▶ _Perguntas_:
A) Por favor, reproduza o trecho da crônica que vai de “Ações do Governo Federal” até “do público vacinável.”, incluindo essas palavras.
B) Segundo a crônica, qual instituição se tornou a principal fornecedora de milhões de comprimidos de cloroquina?

▶ _Texto para leitura_:
PENSAMENTO PLURAL Os erros da cloro-politica, por Palmarí de Lucena
Em sua crônica, o escritor Palmarí de Lucena avalia que as as ações do governo Bolsonaro, ao longo de 2020, em vez de adotar medidas mais claras de combate à Covid, adotando iniciativas pela compra de imunizantes, “limitaram-se a apenas pedidos vagos de informações sobre o desenvolvimento de vacinas, sem demonstrar grande interesse na compra de imunizantes sendo produzidos”. Confira íntegra do seu texto…
Embora não sejam acusados como agentes ativos de atos ilícitos, a atitude de cegueira deliberada e tentativas de negação plausível de membros e ex-membros do Poder Executivo e Congresso Nacional, sugere a existência de fortes indícios de negligência benigna, como também a proposital manipulação político-ideológica de certos aspectos do combate a pandemia, em especial as medidas sanitárias complementares. Revelações que expõem um preocupante padrão de conversa dupla e ausência de devida diligência na escolha de imunizantes e obtenção de insumos médico-hospitalares.
Decisões inadequadas baseadas em evidências anedóticas, ignoraram a considerável ambiguidade de dados disponíveis sobre imunidade de rebanho ou da maneira que foram interpretados. Em vez de adquirir estoques de vacinas e promover medidas sanitárias, a “cloro-política” do Governo favoreceu iniciativas diplomáticas e investimentos na promoção de hidroxicloroquina e cloroquina para o tratamento precoce da covid-19, mesmo após a OMS ter interrompido testes clínicos com as drogas e associações médicas terem alertado para a ineficácia e o risco de efeitos colaterais.
Durante a marcha da pandemia, observou-se a gradual e profunda lapidação de funções e capacidades técnicas do Ministério da Saúde. O Laboratório do Exército transformou-se no principal fornecedor de milhões de comprimidos da cloroquina; o Ministério de Relações Exteriores mobilizou o aparato diplomático brasileiro na busca da droga mundo afora, alegando que o Brasil havia sucedido em provar sua eficácia, sem apresentar evidência científica sobre “os testes bem sucedidos “ em hospitais brasileiros ou estudo considerado padrão ouro (randomizado, duplo-cego e com grupo de controle), que demonstrasse a eficácia da cloroquina no tratamento precoce da covid-19.
Ações do Governo Federal em 2020, limitaram-se a apenas pedidos vagos de informações sobre o desenvolvimento de vacinas, sem demonstrar grande interesse na compra de imunizantes sendo produzidos. Driblando a falta de apoio do Ministério da Saúde e do Itamaraty, o Estado de São Paulo e o Instituto Butantã conseguiram formar uma parceria com a gigante farmacêutica chinesa Sinopharm, para a fabricação nacional do imunizante Coronavac, que hoje representa mais de 80% das doses administradas no Brasil, com muita aceitação do público vacinável.

(Itens de uma fonte de dados)
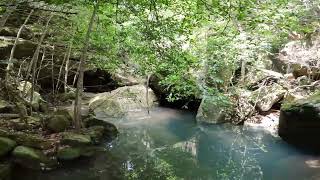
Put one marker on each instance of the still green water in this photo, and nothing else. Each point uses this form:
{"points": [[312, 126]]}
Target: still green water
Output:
{"points": [[168, 144]]}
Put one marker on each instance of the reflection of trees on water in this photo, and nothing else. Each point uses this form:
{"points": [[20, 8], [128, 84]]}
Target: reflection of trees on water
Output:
{"points": [[210, 153]]}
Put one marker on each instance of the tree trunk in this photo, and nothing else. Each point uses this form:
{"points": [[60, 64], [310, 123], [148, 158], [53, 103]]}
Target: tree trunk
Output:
{"points": [[78, 101], [35, 58], [10, 63], [66, 70], [7, 14]]}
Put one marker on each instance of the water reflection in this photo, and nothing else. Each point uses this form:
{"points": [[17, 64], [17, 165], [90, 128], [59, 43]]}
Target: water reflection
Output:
{"points": [[168, 144]]}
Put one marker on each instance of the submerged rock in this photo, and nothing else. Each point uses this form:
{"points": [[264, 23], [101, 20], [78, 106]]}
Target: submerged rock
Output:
{"points": [[300, 121], [120, 102], [68, 153], [6, 145]]}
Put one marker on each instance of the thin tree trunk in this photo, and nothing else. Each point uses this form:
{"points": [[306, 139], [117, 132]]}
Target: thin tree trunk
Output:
{"points": [[60, 71], [147, 93], [7, 14], [78, 101], [41, 62], [36, 58], [66, 70], [10, 63]]}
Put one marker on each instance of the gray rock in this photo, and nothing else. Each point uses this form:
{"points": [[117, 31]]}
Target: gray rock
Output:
{"points": [[212, 112], [267, 96], [300, 58], [122, 101], [6, 145], [30, 140], [58, 123], [5, 171]]}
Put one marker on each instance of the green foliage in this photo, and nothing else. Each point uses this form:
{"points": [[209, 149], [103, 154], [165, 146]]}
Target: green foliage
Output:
{"points": [[196, 46]]}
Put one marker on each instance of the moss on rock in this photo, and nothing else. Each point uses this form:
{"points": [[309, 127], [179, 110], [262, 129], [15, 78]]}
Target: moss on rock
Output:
{"points": [[58, 123], [5, 171], [25, 139], [30, 158], [74, 139]]}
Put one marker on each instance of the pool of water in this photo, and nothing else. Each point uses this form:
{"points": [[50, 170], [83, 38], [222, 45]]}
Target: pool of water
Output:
{"points": [[168, 144]]}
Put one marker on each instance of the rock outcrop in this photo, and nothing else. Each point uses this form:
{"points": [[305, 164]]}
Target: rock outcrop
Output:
{"points": [[211, 112], [300, 58], [120, 102]]}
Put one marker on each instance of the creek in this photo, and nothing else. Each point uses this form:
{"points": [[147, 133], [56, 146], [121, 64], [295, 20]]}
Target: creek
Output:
{"points": [[169, 144]]}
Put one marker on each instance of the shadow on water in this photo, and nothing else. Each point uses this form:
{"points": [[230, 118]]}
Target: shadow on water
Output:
{"points": [[169, 144]]}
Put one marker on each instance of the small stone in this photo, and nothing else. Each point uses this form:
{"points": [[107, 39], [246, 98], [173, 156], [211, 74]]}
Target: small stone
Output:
{"points": [[6, 145]]}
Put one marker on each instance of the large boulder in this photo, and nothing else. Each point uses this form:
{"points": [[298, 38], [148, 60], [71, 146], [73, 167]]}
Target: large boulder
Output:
{"points": [[6, 145], [267, 96], [300, 58], [58, 123], [25, 139], [75, 139], [300, 121], [24, 48], [118, 103], [213, 112], [5, 171], [109, 129]]}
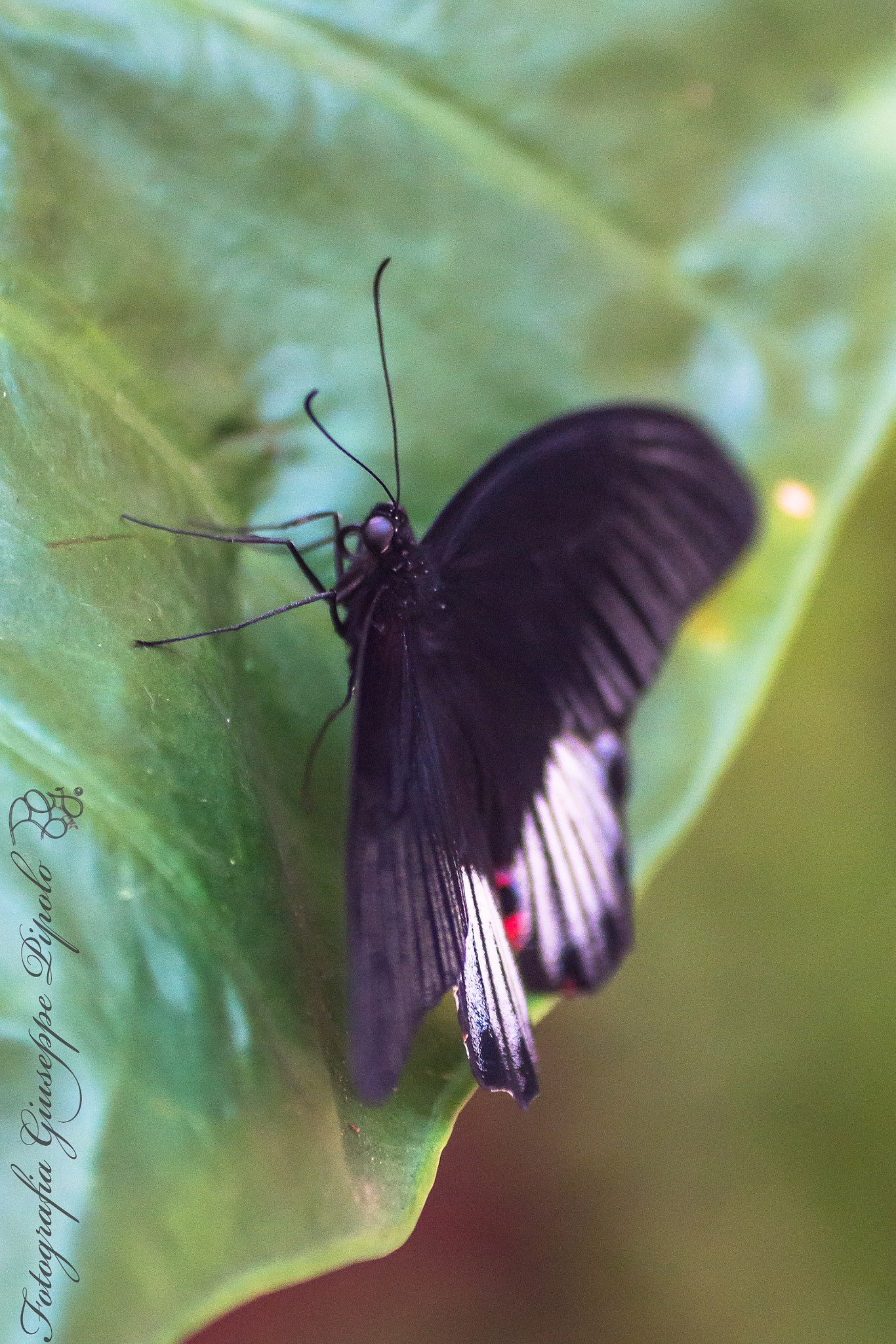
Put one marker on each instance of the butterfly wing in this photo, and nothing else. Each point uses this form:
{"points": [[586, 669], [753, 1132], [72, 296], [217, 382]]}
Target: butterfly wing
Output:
{"points": [[406, 886], [565, 568], [421, 914]]}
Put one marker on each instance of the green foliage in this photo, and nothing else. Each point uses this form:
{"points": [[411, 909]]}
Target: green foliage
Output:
{"points": [[687, 203]]}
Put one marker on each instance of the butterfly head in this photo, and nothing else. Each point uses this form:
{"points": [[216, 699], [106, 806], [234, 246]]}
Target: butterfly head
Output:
{"points": [[387, 533]]}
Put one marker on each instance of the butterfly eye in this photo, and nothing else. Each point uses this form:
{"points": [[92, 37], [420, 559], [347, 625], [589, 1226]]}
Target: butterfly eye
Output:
{"points": [[378, 534]]}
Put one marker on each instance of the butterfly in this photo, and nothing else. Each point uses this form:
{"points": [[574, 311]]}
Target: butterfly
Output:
{"points": [[495, 665]]}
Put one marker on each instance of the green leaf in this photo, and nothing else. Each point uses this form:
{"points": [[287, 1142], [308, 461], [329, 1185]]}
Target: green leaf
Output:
{"points": [[689, 203]]}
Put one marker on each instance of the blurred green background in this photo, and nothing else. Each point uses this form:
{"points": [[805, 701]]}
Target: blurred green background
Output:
{"points": [[685, 201], [714, 1155]]}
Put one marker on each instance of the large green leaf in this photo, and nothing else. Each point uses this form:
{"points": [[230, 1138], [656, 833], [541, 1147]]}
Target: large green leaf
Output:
{"points": [[692, 203]]}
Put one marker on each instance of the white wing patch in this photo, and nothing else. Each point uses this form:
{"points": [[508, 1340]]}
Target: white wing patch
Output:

▶ _Respostas em ordem_:
A)
Ações do Governo Federal em 2020, limitaram-se a apenas pedidos vagos de informações sobre o desenvolvimento de vacinas, sem demonstrar grande interesse na compra de imunizantes sendo produzidos. Driblando a falta de apoio do Ministério da Saúde e do Itamaraty, o Estado de São Paulo e o Instituto Butantã conseguiram formar uma parceria com a gigante farmacêutica chinesa Sinopharm, para a fabricação nacional do imunizante Coronavac, que hoje representa mais de 80% das doses administradas no Brasil, com muita aceitação do público vacinável.

B) O Laboratório do Exército.